[Dataset rows]
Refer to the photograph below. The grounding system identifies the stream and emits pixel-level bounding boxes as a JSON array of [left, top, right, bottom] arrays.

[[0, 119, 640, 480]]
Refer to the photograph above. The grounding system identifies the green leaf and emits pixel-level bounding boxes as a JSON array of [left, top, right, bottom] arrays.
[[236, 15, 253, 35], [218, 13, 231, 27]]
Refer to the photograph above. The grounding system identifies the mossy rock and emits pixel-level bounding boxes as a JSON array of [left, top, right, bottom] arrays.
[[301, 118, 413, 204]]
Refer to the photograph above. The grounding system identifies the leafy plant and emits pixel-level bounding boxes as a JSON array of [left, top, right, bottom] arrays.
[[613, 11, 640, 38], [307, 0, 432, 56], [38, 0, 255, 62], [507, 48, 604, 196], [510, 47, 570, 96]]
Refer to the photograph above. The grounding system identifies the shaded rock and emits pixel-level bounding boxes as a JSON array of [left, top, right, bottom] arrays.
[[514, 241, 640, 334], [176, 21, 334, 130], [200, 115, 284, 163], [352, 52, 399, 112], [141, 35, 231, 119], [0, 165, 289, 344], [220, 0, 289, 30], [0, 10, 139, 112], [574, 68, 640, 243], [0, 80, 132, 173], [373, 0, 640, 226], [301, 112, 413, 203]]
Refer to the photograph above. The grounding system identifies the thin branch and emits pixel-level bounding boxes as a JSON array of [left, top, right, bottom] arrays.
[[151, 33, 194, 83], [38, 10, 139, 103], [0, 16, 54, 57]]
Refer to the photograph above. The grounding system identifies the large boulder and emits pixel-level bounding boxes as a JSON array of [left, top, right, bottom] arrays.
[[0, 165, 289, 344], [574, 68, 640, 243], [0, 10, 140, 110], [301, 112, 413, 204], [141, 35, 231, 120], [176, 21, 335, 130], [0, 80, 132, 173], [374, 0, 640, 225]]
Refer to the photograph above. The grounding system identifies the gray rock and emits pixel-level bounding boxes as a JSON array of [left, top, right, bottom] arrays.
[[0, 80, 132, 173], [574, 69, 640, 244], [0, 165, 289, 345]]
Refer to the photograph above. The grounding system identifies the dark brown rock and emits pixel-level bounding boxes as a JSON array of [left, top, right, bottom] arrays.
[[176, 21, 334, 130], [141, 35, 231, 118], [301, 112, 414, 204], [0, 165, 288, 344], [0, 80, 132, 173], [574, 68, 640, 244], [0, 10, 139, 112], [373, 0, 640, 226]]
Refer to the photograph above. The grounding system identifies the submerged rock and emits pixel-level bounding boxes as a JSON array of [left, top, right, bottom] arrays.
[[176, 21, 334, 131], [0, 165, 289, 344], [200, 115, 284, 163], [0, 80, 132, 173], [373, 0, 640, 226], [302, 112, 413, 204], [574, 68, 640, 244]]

- [WHAT YOU NEED TO DO]
Write out all of the entries above again, line for line, without changing anything.

- [CORRECT RESULT]
Refer to the photograph below. The grounding system identifies the stream and emits pixel-level bounding boxes as a JSON array of [left, top, right, bottom] arrays.

[[0, 119, 640, 480]]
Refer to the photograph above. The grounding system identifies the green leaf and emits pixel-level bounding boxes as a JSON array of [left, top, right, bottom] arrays.
[[236, 15, 253, 35], [218, 13, 231, 27]]
Refer to the photograph above. The grounding system identifies the mossy rock and emits pixel-level bounding boxes as a JSON array of [left, top, right, bottom] arrays.
[[301, 118, 413, 204]]
Refer to the photograph above. The grounding system identifies the leafy plant and emits pixel-level bounding boxes as a JSON array of [left, top, right, bottom] arrays.
[[613, 11, 640, 38], [307, 0, 432, 56], [38, 0, 255, 62], [507, 48, 604, 196], [510, 47, 570, 96]]
Refer to the photograph above. The grounding system identifies the shaded rock and emits pixel-level bounding boxes as a JSON array of [left, top, right, bottom] arrays.
[[514, 241, 640, 334], [176, 21, 334, 130], [200, 115, 284, 163], [352, 52, 399, 112], [141, 35, 231, 119], [0, 165, 289, 344], [220, 0, 289, 30], [0, 10, 139, 112], [574, 68, 640, 243], [0, 80, 132, 173], [373, 0, 640, 226], [301, 112, 413, 203]]
Refer to the photograph above. The grounding system identifies the thin branch and emits pixel-level bounding boxes as a JSON array of [left, top, right, bottom] arrays.
[[151, 33, 194, 83], [38, 10, 139, 103], [0, 16, 54, 57]]
Refer to the photograph above. The grounding system identifies the large boulder and emits pixel-level bounding boxes as a JSON array of [left, top, right, bottom] arrays.
[[0, 165, 289, 344], [574, 68, 640, 243], [0, 10, 140, 110], [301, 112, 413, 204], [141, 35, 231, 120], [176, 21, 335, 130], [0, 80, 132, 173], [374, 0, 640, 225]]
Refer to the photograph above. The grounding system identifies the gray rock and emits pixel-level bounding boxes as a JSON array of [left, top, right, bottom] arrays.
[[0, 80, 132, 173], [574, 69, 640, 244], [0, 165, 289, 345]]
Refer to the photograph above. The grounding system identifies the dark brown rock and emits pixel-level bounding boxes as a JSON array of [left, top, right, bottom] arrays.
[[176, 21, 334, 130], [141, 35, 231, 118], [301, 112, 414, 204], [0, 165, 288, 344], [0, 80, 132, 173], [574, 68, 640, 244], [0, 10, 139, 112], [373, 0, 640, 226]]
Refer to the photograph above. The grounding system identifies the submerged rock and emits pixel-level bounding boxes as a JSON array of [left, top, right, bottom] arrays.
[[176, 21, 334, 131], [0, 165, 289, 344], [200, 115, 284, 163], [0, 80, 132, 173], [373, 0, 640, 226], [302, 112, 413, 204], [574, 68, 640, 244]]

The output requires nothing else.